(Collected data entries)
>> Start

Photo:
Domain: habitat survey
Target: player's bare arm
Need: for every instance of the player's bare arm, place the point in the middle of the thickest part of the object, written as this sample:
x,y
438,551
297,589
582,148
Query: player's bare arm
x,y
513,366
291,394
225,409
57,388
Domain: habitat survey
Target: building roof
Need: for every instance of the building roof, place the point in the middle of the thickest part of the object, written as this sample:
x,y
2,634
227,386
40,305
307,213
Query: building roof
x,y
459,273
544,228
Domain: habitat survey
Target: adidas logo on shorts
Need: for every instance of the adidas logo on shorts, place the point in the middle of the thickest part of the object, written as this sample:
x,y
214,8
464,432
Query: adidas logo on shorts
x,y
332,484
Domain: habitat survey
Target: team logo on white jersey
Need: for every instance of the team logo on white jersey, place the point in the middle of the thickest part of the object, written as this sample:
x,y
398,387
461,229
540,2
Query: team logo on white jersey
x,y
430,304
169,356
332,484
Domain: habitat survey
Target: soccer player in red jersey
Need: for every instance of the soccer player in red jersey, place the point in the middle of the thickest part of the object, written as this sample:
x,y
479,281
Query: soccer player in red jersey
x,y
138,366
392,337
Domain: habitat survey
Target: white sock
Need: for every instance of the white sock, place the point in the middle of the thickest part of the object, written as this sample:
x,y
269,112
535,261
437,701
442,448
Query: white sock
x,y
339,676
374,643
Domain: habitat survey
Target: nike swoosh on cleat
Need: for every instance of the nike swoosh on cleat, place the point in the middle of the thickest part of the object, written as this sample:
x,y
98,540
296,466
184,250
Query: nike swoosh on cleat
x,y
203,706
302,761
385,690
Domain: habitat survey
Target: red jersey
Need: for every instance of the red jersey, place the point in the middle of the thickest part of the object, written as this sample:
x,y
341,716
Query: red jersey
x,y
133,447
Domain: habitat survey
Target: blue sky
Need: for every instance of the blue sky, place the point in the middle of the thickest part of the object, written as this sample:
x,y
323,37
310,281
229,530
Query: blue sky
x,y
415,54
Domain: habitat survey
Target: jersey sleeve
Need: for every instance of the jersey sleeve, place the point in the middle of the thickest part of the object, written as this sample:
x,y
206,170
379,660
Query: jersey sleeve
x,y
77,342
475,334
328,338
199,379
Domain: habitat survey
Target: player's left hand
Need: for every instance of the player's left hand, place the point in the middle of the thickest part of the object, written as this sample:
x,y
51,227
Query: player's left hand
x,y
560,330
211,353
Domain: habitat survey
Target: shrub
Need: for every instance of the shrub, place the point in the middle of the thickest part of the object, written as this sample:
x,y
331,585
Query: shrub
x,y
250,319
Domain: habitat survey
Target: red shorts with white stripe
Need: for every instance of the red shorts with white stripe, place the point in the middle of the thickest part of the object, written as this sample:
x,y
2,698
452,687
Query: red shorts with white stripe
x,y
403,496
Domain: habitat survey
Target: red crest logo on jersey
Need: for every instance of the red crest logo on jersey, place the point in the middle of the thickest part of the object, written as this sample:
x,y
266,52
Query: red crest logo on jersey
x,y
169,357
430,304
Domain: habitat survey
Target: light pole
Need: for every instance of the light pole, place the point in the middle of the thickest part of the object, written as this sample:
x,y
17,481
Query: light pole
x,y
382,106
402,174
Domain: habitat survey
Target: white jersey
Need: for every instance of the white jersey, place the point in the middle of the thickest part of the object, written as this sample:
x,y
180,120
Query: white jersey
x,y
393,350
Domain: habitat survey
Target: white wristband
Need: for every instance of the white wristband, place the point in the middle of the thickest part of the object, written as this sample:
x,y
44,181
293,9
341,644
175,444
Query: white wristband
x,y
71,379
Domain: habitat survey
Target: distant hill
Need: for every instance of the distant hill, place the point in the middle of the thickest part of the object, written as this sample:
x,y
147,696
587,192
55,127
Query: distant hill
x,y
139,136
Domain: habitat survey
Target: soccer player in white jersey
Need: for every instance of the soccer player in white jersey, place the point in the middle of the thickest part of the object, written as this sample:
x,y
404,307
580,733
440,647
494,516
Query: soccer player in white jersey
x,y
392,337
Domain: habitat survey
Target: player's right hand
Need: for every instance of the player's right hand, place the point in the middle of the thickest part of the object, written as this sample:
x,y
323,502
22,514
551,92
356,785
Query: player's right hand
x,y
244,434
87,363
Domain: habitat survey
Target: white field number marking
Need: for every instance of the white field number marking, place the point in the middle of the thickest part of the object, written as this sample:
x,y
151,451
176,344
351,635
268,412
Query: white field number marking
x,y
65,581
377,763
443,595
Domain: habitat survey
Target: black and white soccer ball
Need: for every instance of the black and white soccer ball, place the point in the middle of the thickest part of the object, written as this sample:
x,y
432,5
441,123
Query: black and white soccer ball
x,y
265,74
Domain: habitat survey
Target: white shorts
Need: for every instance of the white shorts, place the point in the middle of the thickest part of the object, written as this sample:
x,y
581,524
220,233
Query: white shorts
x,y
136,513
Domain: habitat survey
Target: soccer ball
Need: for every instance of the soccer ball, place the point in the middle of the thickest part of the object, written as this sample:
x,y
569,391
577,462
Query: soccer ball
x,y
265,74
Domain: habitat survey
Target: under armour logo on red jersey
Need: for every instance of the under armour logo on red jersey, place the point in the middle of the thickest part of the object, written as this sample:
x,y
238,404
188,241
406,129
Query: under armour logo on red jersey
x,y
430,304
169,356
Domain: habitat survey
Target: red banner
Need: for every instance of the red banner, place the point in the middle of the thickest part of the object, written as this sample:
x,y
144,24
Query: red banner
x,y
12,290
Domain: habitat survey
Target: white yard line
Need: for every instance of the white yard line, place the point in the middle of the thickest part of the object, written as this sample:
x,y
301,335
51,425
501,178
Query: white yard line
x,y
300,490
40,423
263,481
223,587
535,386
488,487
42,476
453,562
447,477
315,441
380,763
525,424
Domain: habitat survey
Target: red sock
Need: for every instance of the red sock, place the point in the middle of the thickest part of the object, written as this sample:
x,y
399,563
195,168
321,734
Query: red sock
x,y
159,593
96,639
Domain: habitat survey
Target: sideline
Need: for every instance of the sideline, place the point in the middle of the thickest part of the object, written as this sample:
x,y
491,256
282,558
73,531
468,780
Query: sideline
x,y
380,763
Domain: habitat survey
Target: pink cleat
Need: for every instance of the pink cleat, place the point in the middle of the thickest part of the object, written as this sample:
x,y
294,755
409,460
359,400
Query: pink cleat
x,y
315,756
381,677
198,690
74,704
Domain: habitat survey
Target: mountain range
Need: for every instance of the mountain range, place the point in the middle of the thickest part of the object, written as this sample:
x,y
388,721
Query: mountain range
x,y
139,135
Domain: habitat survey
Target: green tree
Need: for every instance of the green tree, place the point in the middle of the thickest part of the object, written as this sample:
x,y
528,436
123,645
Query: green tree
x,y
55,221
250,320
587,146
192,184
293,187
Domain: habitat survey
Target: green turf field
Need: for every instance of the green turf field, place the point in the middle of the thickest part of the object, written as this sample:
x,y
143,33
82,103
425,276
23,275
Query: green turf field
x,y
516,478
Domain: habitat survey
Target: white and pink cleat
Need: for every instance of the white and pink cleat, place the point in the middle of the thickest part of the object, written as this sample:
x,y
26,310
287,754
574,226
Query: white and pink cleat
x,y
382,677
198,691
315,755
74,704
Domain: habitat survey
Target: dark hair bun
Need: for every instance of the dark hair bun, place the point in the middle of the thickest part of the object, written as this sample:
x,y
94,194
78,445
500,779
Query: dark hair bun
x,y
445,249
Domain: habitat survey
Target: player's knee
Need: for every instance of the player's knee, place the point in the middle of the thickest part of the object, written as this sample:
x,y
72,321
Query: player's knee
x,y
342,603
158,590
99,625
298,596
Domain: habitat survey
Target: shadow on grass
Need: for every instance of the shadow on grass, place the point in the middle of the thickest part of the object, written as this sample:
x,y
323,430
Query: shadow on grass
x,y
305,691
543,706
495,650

>> End

▶ Set problem
List every line in the rows above that contains the word "marking".

▶ Written response
Target: white field number marking
Need: for every instance of the white field number marking, place the point in the middle of the thickest part of the object, written as this sample:
Query: white field number marking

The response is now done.